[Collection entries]
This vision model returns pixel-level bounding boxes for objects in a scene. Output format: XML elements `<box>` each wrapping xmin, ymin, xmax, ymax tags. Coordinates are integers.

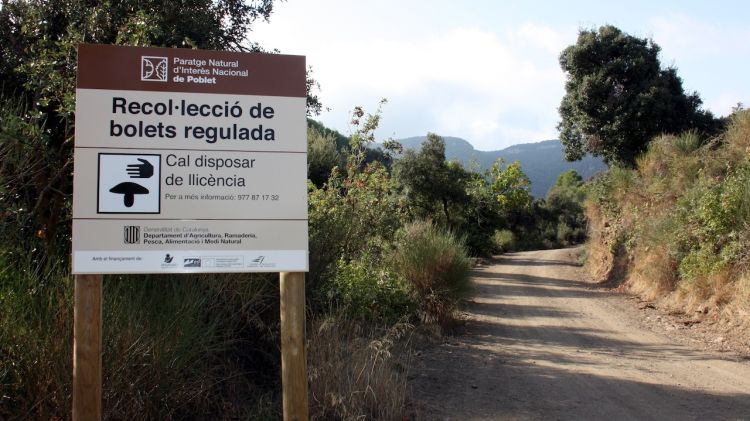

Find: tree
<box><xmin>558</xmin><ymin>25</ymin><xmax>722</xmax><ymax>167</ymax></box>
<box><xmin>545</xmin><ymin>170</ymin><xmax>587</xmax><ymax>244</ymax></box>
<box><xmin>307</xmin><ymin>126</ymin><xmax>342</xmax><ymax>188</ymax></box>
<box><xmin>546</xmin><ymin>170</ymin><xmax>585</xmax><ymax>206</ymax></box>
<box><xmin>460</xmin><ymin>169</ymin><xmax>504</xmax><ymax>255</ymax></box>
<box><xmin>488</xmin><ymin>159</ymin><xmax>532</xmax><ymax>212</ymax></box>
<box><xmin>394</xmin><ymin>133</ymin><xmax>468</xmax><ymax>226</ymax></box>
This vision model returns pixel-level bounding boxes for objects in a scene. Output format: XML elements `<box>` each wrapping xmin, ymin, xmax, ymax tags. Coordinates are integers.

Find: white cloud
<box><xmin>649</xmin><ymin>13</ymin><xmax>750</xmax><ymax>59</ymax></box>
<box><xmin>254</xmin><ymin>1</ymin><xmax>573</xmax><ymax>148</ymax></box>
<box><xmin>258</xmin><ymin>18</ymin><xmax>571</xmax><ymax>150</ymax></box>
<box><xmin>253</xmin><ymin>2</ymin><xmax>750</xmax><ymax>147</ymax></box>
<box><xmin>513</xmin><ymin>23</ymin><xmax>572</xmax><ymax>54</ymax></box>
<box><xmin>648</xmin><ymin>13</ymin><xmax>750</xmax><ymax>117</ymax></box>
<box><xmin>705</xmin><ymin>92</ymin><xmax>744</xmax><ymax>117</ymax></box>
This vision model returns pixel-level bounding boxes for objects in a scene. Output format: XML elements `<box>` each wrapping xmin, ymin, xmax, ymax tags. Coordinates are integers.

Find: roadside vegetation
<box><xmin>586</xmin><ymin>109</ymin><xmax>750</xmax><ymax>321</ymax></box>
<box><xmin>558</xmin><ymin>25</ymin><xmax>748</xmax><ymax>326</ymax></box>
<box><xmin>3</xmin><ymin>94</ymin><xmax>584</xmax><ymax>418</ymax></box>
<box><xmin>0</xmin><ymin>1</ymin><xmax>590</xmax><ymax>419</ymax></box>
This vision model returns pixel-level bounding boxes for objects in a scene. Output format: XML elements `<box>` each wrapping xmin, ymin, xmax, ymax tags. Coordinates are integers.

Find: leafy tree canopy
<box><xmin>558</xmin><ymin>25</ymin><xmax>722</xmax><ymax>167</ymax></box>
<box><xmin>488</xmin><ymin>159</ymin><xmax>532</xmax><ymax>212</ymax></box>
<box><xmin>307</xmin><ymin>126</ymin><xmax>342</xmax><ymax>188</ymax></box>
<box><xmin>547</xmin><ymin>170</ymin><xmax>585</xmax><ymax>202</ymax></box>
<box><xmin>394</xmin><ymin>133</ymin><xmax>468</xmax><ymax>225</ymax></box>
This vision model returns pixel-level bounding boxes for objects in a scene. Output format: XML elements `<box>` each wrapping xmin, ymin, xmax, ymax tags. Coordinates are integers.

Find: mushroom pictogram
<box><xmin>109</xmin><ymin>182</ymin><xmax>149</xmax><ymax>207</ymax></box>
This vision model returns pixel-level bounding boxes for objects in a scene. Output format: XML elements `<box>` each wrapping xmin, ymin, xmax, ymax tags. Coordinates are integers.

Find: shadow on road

:: Aim of the task ::
Your output should be the full set of entries above, restated word for word and free of pictures.

:: Exercise response ::
This vision model returns pixel-level bounding boxes for objects in a scene. Output format: XML elements `<box>` each wrapping xmin, ymin, xmax, ymax tags. Coordinates are integers.


Find: tree
<box><xmin>558</xmin><ymin>25</ymin><xmax>722</xmax><ymax>167</ymax></box>
<box><xmin>545</xmin><ymin>170</ymin><xmax>587</xmax><ymax>244</ymax></box>
<box><xmin>307</xmin><ymin>126</ymin><xmax>342</xmax><ymax>188</ymax></box>
<box><xmin>546</xmin><ymin>170</ymin><xmax>585</xmax><ymax>206</ymax></box>
<box><xmin>460</xmin><ymin>169</ymin><xmax>504</xmax><ymax>255</ymax></box>
<box><xmin>488</xmin><ymin>159</ymin><xmax>532</xmax><ymax>212</ymax></box>
<box><xmin>394</xmin><ymin>133</ymin><xmax>468</xmax><ymax>226</ymax></box>
This vision model returns pixel-level bounding boxes for objects in a scene. Output format: XML elements `<box>` each wrapping xmin, ymin, xmax, ymax tags. Coordinates are integers.

Find: white cloud
<box><xmin>649</xmin><ymin>13</ymin><xmax>750</xmax><ymax>59</ymax></box>
<box><xmin>254</xmin><ymin>1</ymin><xmax>573</xmax><ymax>148</ymax></box>
<box><xmin>258</xmin><ymin>18</ymin><xmax>571</xmax><ymax>150</ymax></box>
<box><xmin>253</xmin><ymin>2</ymin><xmax>750</xmax><ymax>147</ymax></box>
<box><xmin>513</xmin><ymin>23</ymin><xmax>572</xmax><ymax>54</ymax></box>
<box><xmin>648</xmin><ymin>13</ymin><xmax>750</xmax><ymax>117</ymax></box>
<box><xmin>705</xmin><ymin>92</ymin><xmax>744</xmax><ymax>117</ymax></box>
This vision model returns pixel-level bounding boxes for objects in a scene. Output format: XML elements `<box>` each wrapping xmin, ymin, xmax, ymax tags. Coordinates are integers.

Find: roadside vegetation
<box><xmin>586</xmin><ymin>109</ymin><xmax>750</xmax><ymax>321</ymax></box>
<box><xmin>558</xmin><ymin>25</ymin><xmax>748</xmax><ymax>326</ymax></box>
<box><xmin>3</xmin><ymin>94</ymin><xmax>584</xmax><ymax>418</ymax></box>
<box><xmin>0</xmin><ymin>1</ymin><xmax>590</xmax><ymax>419</ymax></box>
This vision model returns pixel-level bounding boxes for objects in a scene. Output format: XML elements `<box>` each wrapping xmin, ymin, xmax, ymax tags. Coordinates are integers.

Find: leafy tree canopy
<box><xmin>558</xmin><ymin>25</ymin><xmax>722</xmax><ymax>167</ymax></box>
<box><xmin>488</xmin><ymin>159</ymin><xmax>532</xmax><ymax>212</ymax></box>
<box><xmin>307</xmin><ymin>126</ymin><xmax>342</xmax><ymax>188</ymax></box>
<box><xmin>547</xmin><ymin>170</ymin><xmax>585</xmax><ymax>202</ymax></box>
<box><xmin>394</xmin><ymin>133</ymin><xmax>468</xmax><ymax>225</ymax></box>
This vision model returns pixel-level bounding boxes for objects in a scene. Output format: XML elements `<box>` each wrapping xmin, ymin, xmax, ymax tags. Coordinates are integers.

Find: mushroom pictogram
<box><xmin>109</xmin><ymin>182</ymin><xmax>149</xmax><ymax>207</ymax></box>
This vision model returns pixel-level bounding boxes for objects in a scene. Output format: XML elements `<box>` each wrapping xmin, ymin, xmax, ymax tags. Coordinates are integers.

Find: shadow on road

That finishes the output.